***** RECORDS PROVIDED

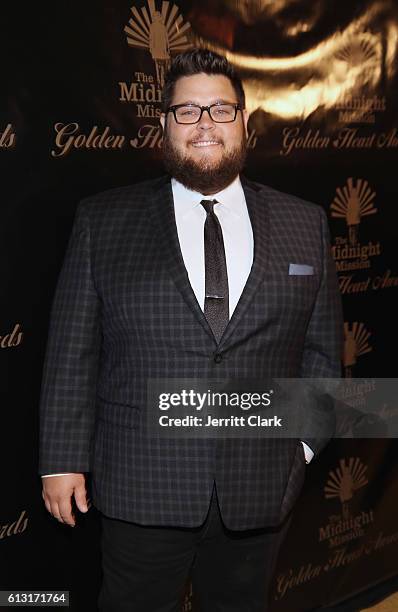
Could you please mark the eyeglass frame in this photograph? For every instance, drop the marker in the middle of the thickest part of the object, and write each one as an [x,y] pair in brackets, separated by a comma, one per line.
[172,109]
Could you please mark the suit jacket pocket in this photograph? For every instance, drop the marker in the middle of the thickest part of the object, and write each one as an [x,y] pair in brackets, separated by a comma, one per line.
[119,415]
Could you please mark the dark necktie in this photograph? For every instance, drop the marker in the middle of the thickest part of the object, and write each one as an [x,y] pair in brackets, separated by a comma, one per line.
[216,280]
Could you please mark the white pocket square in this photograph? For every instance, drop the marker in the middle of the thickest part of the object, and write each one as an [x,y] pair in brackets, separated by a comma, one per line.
[300,269]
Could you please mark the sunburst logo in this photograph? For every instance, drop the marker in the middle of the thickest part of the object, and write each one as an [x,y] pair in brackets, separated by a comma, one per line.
[352,202]
[356,343]
[161,32]
[359,51]
[342,483]
[346,479]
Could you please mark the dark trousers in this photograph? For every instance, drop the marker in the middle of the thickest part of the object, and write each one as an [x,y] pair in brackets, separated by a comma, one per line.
[146,569]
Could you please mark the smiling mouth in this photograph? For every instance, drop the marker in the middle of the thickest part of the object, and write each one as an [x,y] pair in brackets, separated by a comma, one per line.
[205,143]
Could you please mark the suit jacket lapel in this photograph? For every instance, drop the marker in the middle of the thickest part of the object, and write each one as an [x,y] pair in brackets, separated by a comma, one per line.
[259,217]
[163,218]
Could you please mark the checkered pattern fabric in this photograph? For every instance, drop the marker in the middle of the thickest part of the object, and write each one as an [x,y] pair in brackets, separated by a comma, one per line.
[124,311]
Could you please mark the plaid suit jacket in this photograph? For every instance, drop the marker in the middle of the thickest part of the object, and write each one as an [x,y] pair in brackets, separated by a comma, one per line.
[124,311]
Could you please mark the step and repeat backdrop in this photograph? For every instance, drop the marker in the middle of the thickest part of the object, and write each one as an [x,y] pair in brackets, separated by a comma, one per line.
[81,85]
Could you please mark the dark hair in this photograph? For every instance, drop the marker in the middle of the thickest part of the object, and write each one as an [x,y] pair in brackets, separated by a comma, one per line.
[196,61]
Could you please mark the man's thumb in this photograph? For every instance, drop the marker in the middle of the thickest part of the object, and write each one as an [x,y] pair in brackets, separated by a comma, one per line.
[81,500]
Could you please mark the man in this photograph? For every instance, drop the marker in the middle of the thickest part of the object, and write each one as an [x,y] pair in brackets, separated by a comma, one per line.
[201,276]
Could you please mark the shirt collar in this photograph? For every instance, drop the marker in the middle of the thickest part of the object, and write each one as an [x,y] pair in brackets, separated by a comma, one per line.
[232,197]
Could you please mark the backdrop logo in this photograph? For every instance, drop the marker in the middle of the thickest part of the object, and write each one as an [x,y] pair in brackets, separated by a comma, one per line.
[343,482]
[161,32]
[356,344]
[352,202]
[361,49]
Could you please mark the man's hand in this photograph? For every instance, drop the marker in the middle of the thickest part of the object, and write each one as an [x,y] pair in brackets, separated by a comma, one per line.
[58,492]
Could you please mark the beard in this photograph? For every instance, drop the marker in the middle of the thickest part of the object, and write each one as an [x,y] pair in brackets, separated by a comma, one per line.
[204,175]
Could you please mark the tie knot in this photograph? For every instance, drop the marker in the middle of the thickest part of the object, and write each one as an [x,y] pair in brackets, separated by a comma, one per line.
[208,205]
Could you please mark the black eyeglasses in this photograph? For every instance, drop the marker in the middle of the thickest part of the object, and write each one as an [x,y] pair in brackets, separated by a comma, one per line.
[192,113]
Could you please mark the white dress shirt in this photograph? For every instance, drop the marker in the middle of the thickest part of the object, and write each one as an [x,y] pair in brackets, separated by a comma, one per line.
[234,219]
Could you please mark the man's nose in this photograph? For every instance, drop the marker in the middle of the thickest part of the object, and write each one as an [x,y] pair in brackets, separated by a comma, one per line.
[206,121]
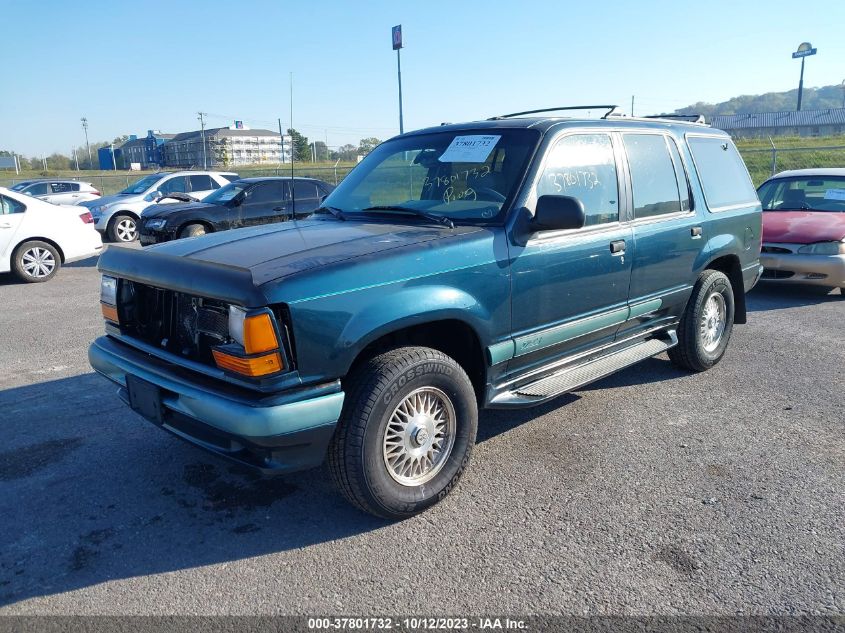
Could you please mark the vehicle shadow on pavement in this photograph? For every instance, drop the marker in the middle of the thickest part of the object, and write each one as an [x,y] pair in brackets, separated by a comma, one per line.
[766,297]
[90,492]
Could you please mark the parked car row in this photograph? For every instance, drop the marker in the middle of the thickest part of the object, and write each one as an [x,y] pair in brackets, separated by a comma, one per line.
[38,237]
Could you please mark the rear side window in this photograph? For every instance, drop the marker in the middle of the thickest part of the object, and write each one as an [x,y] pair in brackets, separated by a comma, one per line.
[653,176]
[723,175]
[202,183]
[583,166]
[9,206]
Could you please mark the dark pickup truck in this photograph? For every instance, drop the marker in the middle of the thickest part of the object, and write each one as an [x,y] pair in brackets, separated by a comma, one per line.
[499,263]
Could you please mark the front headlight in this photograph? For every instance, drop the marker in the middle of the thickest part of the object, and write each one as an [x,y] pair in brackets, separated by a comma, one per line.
[823,248]
[156,224]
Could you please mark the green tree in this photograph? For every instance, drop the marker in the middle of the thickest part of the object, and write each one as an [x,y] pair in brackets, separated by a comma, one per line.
[366,145]
[301,146]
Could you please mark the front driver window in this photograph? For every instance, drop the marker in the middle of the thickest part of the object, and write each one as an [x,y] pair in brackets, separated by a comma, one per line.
[582,166]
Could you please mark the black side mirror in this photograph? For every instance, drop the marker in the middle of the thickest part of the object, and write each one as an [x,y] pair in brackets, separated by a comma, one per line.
[556,213]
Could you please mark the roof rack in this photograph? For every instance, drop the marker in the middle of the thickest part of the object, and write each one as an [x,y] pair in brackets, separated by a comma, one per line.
[611,108]
[692,118]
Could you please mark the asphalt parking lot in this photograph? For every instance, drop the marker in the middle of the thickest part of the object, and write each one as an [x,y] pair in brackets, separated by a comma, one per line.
[650,492]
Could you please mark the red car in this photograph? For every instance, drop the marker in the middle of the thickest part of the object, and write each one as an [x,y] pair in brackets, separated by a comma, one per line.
[804,227]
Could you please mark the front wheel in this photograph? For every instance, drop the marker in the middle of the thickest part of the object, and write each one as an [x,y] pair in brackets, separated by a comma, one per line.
[123,228]
[406,432]
[706,325]
[35,261]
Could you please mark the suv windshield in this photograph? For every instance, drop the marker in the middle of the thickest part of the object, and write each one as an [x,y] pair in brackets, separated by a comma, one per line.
[142,185]
[465,176]
[225,193]
[809,193]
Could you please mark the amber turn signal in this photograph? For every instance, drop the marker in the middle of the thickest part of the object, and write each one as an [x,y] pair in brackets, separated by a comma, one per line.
[109,312]
[253,367]
[259,334]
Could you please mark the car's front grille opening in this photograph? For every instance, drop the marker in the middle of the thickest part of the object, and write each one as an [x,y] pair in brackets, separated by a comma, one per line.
[771,273]
[173,321]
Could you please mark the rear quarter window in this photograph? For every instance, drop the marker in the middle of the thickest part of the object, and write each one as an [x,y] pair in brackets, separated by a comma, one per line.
[724,177]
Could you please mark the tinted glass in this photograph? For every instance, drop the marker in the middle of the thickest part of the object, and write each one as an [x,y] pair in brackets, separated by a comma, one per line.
[174,185]
[582,166]
[723,175]
[201,183]
[303,189]
[38,189]
[463,175]
[818,193]
[652,175]
[9,206]
[266,192]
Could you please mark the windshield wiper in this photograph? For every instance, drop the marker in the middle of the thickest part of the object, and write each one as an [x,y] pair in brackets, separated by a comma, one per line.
[337,213]
[432,217]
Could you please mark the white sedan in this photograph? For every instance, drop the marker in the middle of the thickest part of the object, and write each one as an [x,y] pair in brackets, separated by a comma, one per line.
[37,237]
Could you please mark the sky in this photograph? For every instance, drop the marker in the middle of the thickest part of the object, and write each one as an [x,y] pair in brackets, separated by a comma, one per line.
[133,66]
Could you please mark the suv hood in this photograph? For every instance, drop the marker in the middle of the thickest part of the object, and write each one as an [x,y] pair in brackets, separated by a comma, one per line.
[803,227]
[234,264]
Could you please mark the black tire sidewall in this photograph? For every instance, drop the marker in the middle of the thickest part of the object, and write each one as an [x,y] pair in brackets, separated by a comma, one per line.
[430,372]
[18,261]
[721,284]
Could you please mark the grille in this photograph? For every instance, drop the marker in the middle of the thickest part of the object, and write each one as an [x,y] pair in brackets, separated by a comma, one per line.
[771,273]
[177,322]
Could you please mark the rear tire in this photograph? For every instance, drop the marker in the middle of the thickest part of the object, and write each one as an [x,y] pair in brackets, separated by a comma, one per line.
[192,230]
[123,228]
[406,432]
[36,261]
[706,325]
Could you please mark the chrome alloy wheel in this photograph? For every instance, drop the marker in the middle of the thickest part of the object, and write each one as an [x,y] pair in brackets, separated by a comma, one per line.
[713,321]
[126,230]
[38,262]
[419,436]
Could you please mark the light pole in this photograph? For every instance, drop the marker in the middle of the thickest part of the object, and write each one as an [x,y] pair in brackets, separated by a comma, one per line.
[804,50]
[201,116]
[87,145]
[397,45]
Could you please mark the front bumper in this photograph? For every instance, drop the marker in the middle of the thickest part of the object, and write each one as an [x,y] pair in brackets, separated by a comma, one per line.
[820,270]
[275,434]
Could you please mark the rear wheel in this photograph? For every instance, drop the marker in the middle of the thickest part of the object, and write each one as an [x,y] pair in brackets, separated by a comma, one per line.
[35,261]
[123,228]
[706,325]
[192,230]
[406,433]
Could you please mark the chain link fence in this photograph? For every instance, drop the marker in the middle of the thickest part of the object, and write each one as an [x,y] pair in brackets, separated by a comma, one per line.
[108,184]
[765,162]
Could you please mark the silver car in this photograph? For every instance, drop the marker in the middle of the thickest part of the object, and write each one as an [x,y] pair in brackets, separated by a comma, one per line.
[117,216]
[58,191]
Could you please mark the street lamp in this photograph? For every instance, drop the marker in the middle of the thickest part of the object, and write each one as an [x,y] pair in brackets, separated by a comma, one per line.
[804,50]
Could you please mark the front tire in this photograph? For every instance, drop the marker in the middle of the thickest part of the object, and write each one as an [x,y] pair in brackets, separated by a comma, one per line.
[35,261]
[406,432]
[123,228]
[706,325]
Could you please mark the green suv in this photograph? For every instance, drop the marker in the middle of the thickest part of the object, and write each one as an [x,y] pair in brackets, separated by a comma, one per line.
[492,264]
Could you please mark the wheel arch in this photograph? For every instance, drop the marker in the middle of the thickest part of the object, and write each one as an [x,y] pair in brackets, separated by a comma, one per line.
[731,267]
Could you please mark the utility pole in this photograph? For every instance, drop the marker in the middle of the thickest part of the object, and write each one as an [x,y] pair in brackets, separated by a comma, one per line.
[87,145]
[200,116]
[397,45]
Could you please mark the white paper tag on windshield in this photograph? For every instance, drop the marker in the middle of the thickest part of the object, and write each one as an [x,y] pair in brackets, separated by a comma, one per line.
[834,194]
[470,149]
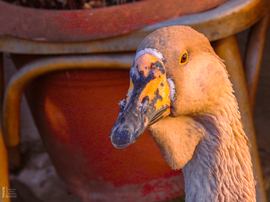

**********

* WHAT THE TASK ASKS *
Write out exactly the lines from the one that contains "Could you please mark the utility" through the last line of the data above, both included. Leave every picture out.

* EXPECTED ANSWER *
Could you please mark the utility pole in this photograph? For every instance, drop the marker in the middle of the thickest part of the object, and write each one as an [x,y] pair in brackets, separated by a comma, one per line.
[87,145]
[200,116]
[397,45]
Could you please mark the white paper tag on windshield in this photograph? For every instance, drop the marker in the middle of the thickest part of the object, and write each one as an [x,y] pair in brackets, separated by a comma, one per line.
[834,194]
[470,149]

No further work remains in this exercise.